Given text >>
-- START --

The current building is a 2004 reconstruction. The original 1868 hotel was deteriorating beyond repair; the owners chose to demolish and rebuild rather than restore, preserving the original fireplace and exact architectural details. The result is an unusual hybrid: a functionally modern luxury hotel inside a meticulously recreated Victorian shell.
Watch Hill village proper is a short walk down the hill — Bay Street, the Flying Horse Carousel, St. Clair Annex, the lighthouse. The proximity is part of what makes the property unusual; most American luxury resorts are deliberately isolated. Ocean House feels embedded in a working village, which is either an asset (you can walk to ice cream) or a complication (the village gets busy in summer) depending on what you want.
Rooms & Suites
49 rooms and approximately 20 signature suites, plus residential suites. All rooms have at least partial ocean views.
Classic Room
Partial ocean or village view
The entry-level option. Beautifully furnished and full Ocean House experience, but no balcony and no full ocean view. Best for couples who'll spend most of their time outside the room.

-- END --

Extracted data >>
-- START --

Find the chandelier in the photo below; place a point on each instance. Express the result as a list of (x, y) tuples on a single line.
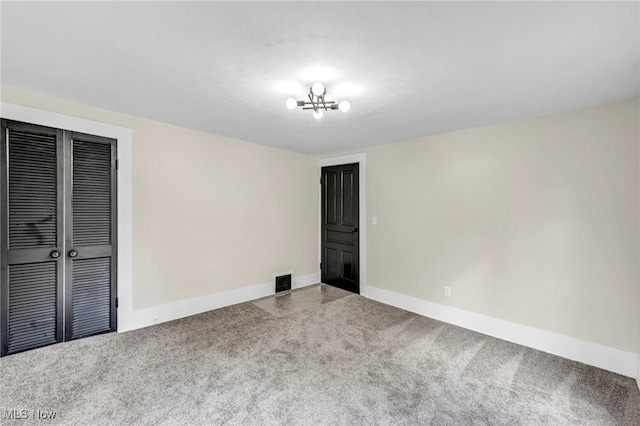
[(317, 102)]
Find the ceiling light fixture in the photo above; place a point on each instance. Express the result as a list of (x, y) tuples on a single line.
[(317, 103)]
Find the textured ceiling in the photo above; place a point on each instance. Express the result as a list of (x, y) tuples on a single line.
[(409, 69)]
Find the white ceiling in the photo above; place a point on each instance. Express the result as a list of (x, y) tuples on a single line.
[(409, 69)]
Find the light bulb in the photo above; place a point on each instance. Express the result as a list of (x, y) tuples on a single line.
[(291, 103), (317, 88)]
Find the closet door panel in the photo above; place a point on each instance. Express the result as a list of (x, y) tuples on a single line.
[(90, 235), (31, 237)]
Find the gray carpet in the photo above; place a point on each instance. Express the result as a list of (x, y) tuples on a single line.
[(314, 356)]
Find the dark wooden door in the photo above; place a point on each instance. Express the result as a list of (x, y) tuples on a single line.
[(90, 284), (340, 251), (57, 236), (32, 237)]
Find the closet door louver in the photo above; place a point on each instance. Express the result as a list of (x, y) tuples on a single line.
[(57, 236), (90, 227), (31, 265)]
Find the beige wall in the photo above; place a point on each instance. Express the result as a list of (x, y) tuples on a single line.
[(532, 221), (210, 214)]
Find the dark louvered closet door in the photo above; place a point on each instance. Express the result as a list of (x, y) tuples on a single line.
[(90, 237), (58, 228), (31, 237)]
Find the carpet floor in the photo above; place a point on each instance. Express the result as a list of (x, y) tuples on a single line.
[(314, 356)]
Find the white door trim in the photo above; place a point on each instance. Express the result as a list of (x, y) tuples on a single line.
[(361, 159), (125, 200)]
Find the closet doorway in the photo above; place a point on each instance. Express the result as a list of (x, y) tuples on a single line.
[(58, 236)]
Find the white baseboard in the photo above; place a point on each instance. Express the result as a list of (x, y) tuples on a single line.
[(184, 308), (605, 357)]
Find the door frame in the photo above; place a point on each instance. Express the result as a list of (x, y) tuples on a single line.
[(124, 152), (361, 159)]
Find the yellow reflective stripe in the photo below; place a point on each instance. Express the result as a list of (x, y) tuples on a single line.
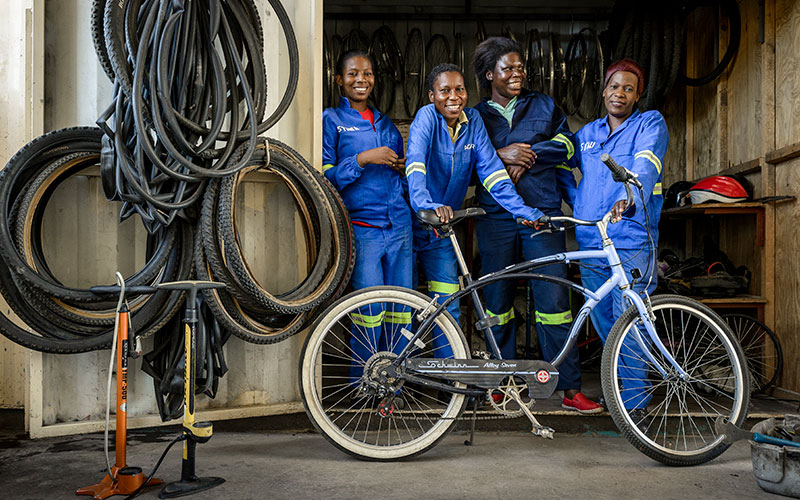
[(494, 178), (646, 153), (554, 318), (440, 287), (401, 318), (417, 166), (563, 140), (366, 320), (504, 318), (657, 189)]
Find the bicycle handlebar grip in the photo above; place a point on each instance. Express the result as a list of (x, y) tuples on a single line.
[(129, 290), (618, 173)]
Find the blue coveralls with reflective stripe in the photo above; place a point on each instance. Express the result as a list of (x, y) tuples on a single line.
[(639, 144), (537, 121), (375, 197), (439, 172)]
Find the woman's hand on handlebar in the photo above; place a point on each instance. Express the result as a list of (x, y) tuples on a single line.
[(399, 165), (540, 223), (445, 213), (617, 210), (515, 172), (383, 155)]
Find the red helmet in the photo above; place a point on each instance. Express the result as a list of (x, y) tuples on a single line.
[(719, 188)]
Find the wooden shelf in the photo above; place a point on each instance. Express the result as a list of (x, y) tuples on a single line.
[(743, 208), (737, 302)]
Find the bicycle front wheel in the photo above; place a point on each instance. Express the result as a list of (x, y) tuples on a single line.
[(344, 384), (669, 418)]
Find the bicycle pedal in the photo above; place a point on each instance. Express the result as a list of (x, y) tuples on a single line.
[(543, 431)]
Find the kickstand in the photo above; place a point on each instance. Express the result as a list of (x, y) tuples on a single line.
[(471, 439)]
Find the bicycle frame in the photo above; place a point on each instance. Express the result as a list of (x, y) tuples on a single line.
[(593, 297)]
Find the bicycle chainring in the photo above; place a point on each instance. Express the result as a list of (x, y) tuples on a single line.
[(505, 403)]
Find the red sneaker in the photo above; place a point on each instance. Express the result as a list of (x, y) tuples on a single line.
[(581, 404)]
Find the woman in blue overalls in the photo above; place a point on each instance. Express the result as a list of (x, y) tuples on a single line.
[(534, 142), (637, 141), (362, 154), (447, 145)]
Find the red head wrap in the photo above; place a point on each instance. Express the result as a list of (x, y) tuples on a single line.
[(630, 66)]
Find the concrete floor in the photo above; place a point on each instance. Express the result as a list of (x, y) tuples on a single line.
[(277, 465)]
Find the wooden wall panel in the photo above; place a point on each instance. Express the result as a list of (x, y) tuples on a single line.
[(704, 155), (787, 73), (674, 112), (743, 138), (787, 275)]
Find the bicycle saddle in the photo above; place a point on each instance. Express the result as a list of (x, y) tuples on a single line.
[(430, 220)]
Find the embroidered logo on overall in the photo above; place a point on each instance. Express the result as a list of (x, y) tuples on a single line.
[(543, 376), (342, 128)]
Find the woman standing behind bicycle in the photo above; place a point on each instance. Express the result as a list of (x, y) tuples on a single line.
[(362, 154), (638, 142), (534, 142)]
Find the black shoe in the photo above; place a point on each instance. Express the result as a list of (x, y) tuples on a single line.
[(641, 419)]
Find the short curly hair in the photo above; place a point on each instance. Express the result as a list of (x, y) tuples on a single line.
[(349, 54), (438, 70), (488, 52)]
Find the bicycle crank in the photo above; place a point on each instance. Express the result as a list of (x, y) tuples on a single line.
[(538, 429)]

-- END --

Required tasks >>
1 – Write out the part of the Ocean House description starting with "Classic Room" and going on through "outside the room.".
2 – According to the Ocean House description, why is the current building a 2004 reconstruction and not the original structure? Answer in one to three sentences.

Task-by-task answers >>
1 –
Classic Room
Partial ocean or village view
The entry-level option. Beautifully furnished and full Ocean House experience, but no balcony and no full ocean view. Best for couples who'll spend most of their time outside the room.

2 – The original 1868 hotel was deteriorating beyond repair, so the owners demolished it and rebuilt instead of restoring it. The new building kept the original fireplace and reproduced the exact architectural details.